RECORDS TO USE
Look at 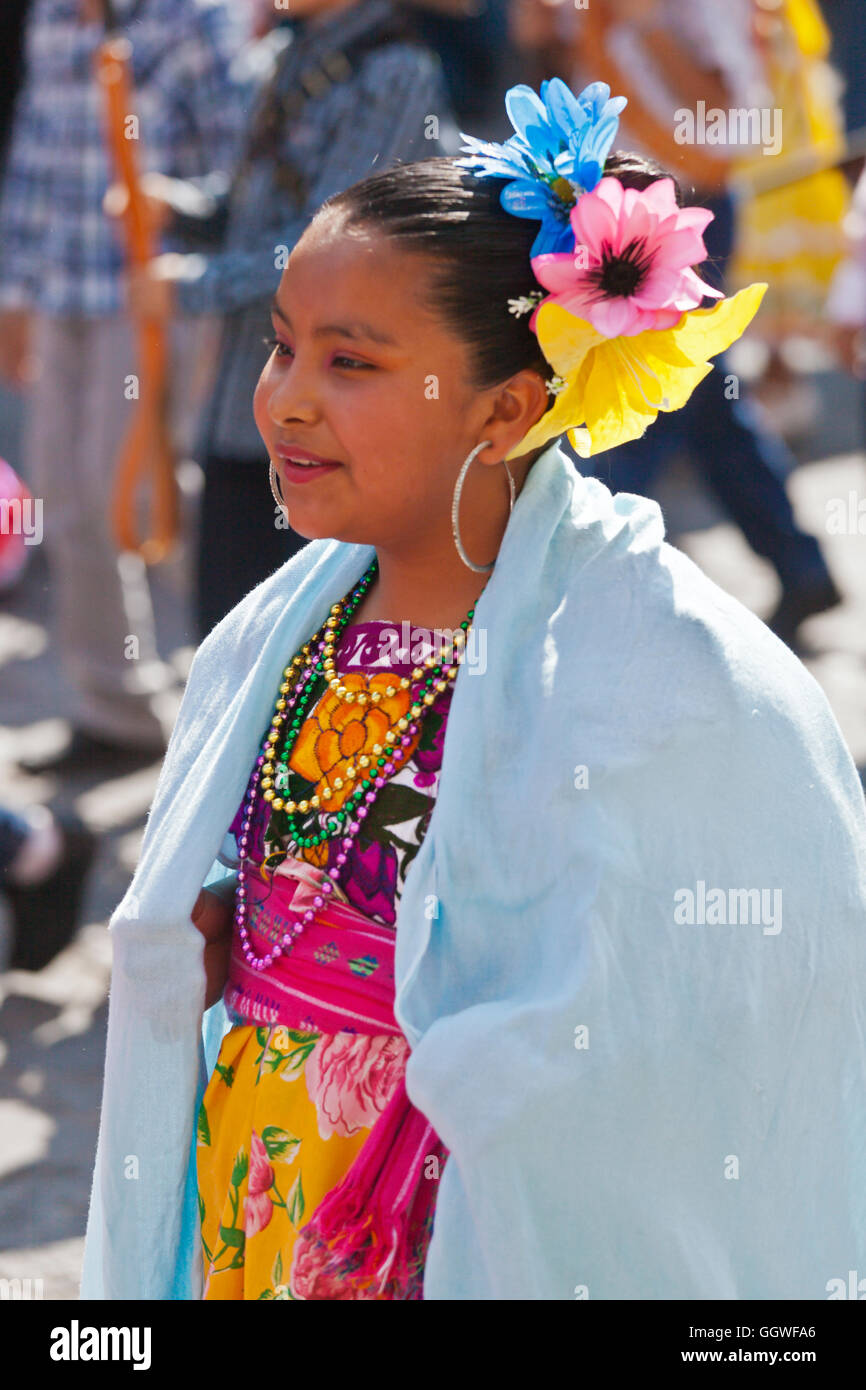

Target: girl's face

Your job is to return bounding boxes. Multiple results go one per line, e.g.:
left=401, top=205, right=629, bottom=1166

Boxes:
left=253, top=214, right=546, bottom=550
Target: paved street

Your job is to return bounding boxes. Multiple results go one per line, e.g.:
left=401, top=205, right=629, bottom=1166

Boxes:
left=0, top=384, right=866, bottom=1300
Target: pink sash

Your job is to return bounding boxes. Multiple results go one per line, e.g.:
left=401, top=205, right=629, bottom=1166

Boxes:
left=224, top=856, right=448, bottom=1300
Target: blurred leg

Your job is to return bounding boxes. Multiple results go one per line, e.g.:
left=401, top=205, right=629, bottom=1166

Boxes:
left=28, top=318, right=174, bottom=748
left=678, top=356, right=830, bottom=588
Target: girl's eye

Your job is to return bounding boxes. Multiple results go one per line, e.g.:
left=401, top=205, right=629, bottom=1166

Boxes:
left=334, top=357, right=373, bottom=368
left=261, top=338, right=292, bottom=357
left=261, top=338, right=373, bottom=370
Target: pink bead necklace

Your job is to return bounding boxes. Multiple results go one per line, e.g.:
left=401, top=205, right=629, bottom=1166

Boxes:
left=235, top=559, right=475, bottom=970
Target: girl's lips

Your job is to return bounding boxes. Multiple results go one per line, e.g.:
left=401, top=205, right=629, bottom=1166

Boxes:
left=277, top=449, right=342, bottom=482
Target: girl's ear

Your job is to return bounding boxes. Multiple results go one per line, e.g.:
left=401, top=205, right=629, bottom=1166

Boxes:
left=478, top=367, right=550, bottom=463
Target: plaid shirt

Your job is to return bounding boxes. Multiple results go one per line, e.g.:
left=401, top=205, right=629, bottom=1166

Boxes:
left=0, top=0, right=253, bottom=317
left=165, top=0, right=460, bottom=318
left=163, top=0, right=460, bottom=466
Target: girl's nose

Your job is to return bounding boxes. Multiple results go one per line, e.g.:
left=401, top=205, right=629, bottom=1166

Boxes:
left=265, top=361, right=318, bottom=425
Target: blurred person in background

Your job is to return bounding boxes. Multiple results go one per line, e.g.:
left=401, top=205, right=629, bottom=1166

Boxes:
left=730, top=0, right=851, bottom=436
left=0, top=0, right=246, bottom=771
left=118, top=0, right=459, bottom=635
left=513, top=0, right=841, bottom=645
left=0, top=805, right=96, bottom=970
left=826, top=167, right=866, bottom=405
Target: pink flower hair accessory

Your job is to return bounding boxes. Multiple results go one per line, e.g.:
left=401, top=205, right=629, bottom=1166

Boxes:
left=530, top=177, right=724, bottom=338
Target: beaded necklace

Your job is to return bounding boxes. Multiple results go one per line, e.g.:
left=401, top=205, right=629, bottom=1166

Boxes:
left=235, top=559, right=475, bottom=970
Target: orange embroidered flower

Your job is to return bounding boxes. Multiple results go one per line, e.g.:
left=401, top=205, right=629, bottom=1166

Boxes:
left=289, top=671, right=420, bottom=811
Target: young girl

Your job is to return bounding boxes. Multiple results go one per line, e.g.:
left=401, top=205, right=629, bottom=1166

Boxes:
left=82, top=82, right=866, bottom=1300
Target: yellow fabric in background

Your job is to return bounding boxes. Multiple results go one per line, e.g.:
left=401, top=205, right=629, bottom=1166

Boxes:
left=730, top=0, right=851, bottom=335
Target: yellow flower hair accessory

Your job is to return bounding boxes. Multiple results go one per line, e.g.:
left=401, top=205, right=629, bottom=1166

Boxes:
left=507, top=284, right=767, bottom=459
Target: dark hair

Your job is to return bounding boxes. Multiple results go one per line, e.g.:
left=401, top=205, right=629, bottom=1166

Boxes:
left=317, top=152, right=680, bottom=404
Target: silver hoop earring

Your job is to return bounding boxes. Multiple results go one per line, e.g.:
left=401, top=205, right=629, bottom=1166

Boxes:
left=450, top=439, right=514, bottom=574
left=268, top=459, right=289, bottom=525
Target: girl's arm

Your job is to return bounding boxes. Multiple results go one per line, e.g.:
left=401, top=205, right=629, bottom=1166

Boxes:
left=192, top=877, right=235, bottom=1009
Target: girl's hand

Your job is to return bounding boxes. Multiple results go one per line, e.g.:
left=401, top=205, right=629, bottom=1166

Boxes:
left=192, top=888, right=235, bottom=1009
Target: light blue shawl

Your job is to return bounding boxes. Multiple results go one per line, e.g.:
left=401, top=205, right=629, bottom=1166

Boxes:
left=82, top=446, right=866, bottom=1300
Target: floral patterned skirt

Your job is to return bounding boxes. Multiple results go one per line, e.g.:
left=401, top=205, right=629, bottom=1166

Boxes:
left=196, top=1024, right=409, bottom=1300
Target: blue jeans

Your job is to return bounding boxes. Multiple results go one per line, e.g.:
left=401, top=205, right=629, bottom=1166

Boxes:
left=575, top=196, right=830, bottom=588
left=0, top=806, right=31, bottom=881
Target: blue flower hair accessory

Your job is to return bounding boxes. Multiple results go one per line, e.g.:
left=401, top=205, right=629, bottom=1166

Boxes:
left=459, top=78, right=627, bottom=256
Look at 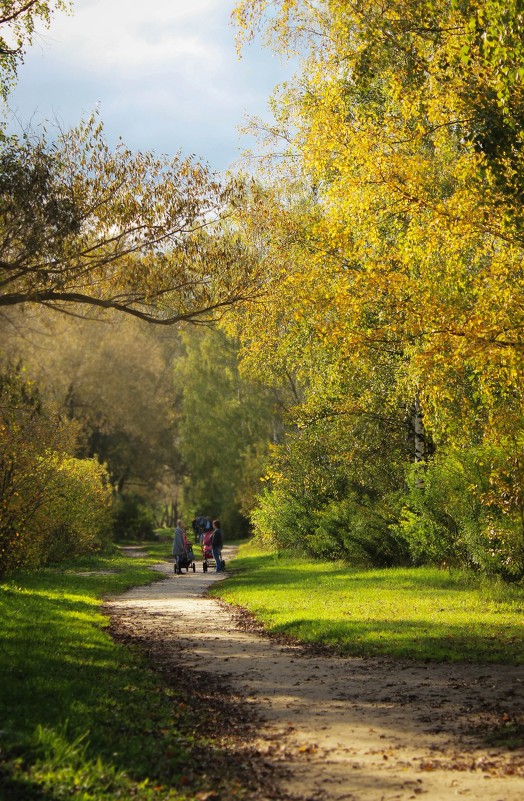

THE PROBLEM
Recast all of the lines above as a numbered list, one entry per line. Skip blank lines and omit the pictures.

EXERCISE RESULT
1. Look at 
2. Target: girl's face
3. Your job is to return bounding boxes. Multiple results go one per line, e.g.:
4. left=401, top=205, right=629, bottom=1166
5. Boxes:
6. left=253, top=214, right=546, bottom=550
7. Target: paved street
8. Your job is to return bounding boxes. Multiple results go one per line, e.g.:
9. left=401, top=205, right=629, bottom=1166
10. Boxes:
11. left=0, top=384, right=866, bottom=1300
12. Target: pink sash
13. Your job is to return bounding boxes. Multiple results go one per line, e.g.:
14. left=401, top=205, right=629, bottom=1166
15. Boxes:
16. left=224, top=856, right=448, bottom=1300
17. Target: blurred leg
18. Your job is to return bounding boxes. Multiple results go one per line, e.g.:
19. left=401, top=205, right=629, bottom=1166
20. Boxes:
21. left=28, top=318, right=174, bottom=748
22. left=678, top=356, right=830, bottom=588
23. Target: girl's eye
24. Your job is to return bounding boxes. Multiple results go one per line, e.g.:
25. left=401, top=205, right=629, bottom=1166
26. Boxes:
27. left=334, top=357, right=373, bottom=368
28. left=261, top=338, right=292, bottom=357
29. left=261, top=338, right=373, bottom=370
30. Target: pink bead necklace
31. Your job is to return bounding boxes. Multiple results go one per line, e.g.:
32. left=401, top=205, right=629, bottom=1166
33. Boxes:
34. left=235, top=559, right=475, bottom=970
35. Target: girl's lips
36. Your job is to return bounding boxes. Multiple results go one per line, e.g.:
37. left=401, top=205, right=629, bottom=1166
38. Boxes:
39. left=277, top=449, right=342, bottom=482
40. Target: girl's ear
41. Your job is to return bounding boxes. Multiple results go one per line, e.g.:
42. left=401, top=205, right=629, bottom=1166
43. Boxes:
44. left=478, top=367, right=550, bottom=463
45. Target: plaid shirt
46. Your job is to return bounding boxes. Multiple results go one per line, e.g.:
47. left=401, top=205, right=629, bottom=1166
48. Boxes:
49. left=0, top=0, right=253, bottom=317
50. left=165, top=0, right=460, bottom=318
51. left=163, top=0, right=460, bottom=466
52. Target: girl's nose
53. Your job is to return bounding boxes. Multiple results go one per line, e.g.:
54. left=401, top=205, right=629, bottom=1166
55. Boxes:
56. left=265, top=361, right=318, bottom=425
57. Target: blurred person in background
58. Your job is to return bounding boxes. Multiple results go one per line, e.g.:
59. left=401, top=205, right=629, bottom=1166
60. Boxes:
61. left=730, top=0, right=851, bottom=436
62. left=0, top=0, right=246, bottom=771
63. left=118, top=0, right=459, bottom=635
64. left=513, top=0, right=841, bottom=645
65. left=0, top=805, right=96, bottom=970
66. left=826, top=167, right=866, bottom=405
67. Target: pink flower hair accessory
68. Your job is to return bounding boxes. Multiple results go one per line, e.g.:
69. left=401, top=205, right=629, bottom=1166
70. Boxes:
71. left=530, top=177, right=724, bottom=338
72. Target: beaded necklace
73. Your job is to return bounding boxes. Multiple results go one per line, e.g.:
74. left=401, top=205, right=629, bottom=1166
75. Boxes:
76. left=235, top=559, right=475, bottom=970
77. Target: orange embroidered flower
78. Your job is to return bounding boxes. Multiple results go one per line, e.g.:
79. left=401, top=205, right=629, bottom=1166
80. Boxes:
81. left=289, top=671, right=420, bottom=811
82. Target: young girl
83. Your job is to return bounding boxes. Multiple results go one per line, e.g.:
84. left=401, top=205, right=629, bottom=1166
85. Boxes:
86. left=82, top=82, right=866, bottom=1300
87. Target: yellow fabric in background
88. Your job is to return bounding boxes. Multiple results go one per line, e.g.:
89. left=401, top=205, right=629, bottom=1166
90. Boxes:
91. left=730, top=0, right=851, bottom=335
92. Target: yellow flower hair accessory
93. Your job is to return bounding boxes. Multiple results go one per line, e.g.:
94. left=401, top=205, right=629, bottom=1166
95. Boxes:
96. left=507, top=284, right=767, bottom=459
97. Target: dark hair
98. Your job is to return bounding boxes. Multiple results go one per line, e.g.:
99. left=401, top=205, right=629, bottom=1166
100. Boxes:
101. left=317, top=152, right=680, bottom=404
102. Target: silver hoop earring
103. Your job is to return bounding boxes. Multiple results go one per line, e.g.:
104. left=401, top=205, right=629, bottom=1166
105. Boxes:
106. left=450, top=439, right=514, bottom=574
107. left=268, top=459, right=289, bottom=525
108. Target: girl's arm
109. Your job is to return bounding boxes. Multiple results go one per line, e.g.:
110. left=401, top=205, right=629, bottom=1166
111. Boxes:
112. left=192, top=877, right=235, bottom=1009
113. Target: girl's hand
114. Your job is to return bounding boxes. Multiple results go one per line, e.g.:
115. left=401, top=205, right=629, bottom=1166
116. Boxes:
117. left=192, top=888, right=235, bottom=1009
118. Target: light blue shawl
119. Your job is to return bounding boxes. Multiple results go one per line, e.g.:
120. left=401, top=205, right=629, bottom=1166
121. Boxes:
122. left=82, top=446, right=866, bottom=1300
123. Target: floral patterned skirt
124. Your job is to return bounding boxes. Multiple results go one per line, e.g.:
125. left=401, top=205, right=629, bottom=1166
126. Boxes:
127. left=196, top=1024, right=409, bottom=1300
128. Target: blue jeans
129. Your job is to return bounding boxes. Multiple results go one per line, e.g.:
130. left=401, top=205, right=629, bottom=1166
131. Boxes:
132. left=575, top=196, right=830, bottom=588
133. left=0, top=806, right=31, bottom=881
134. Target: blue flower hair accessory
135. Your job is to return bounding boxes. Multiple results go one per line, e.g.:
136. left=401, top=205, right=629, bottom=1166
137. Boxes:
138. left=459, top=78, right=627, bottom=256
139. Look at 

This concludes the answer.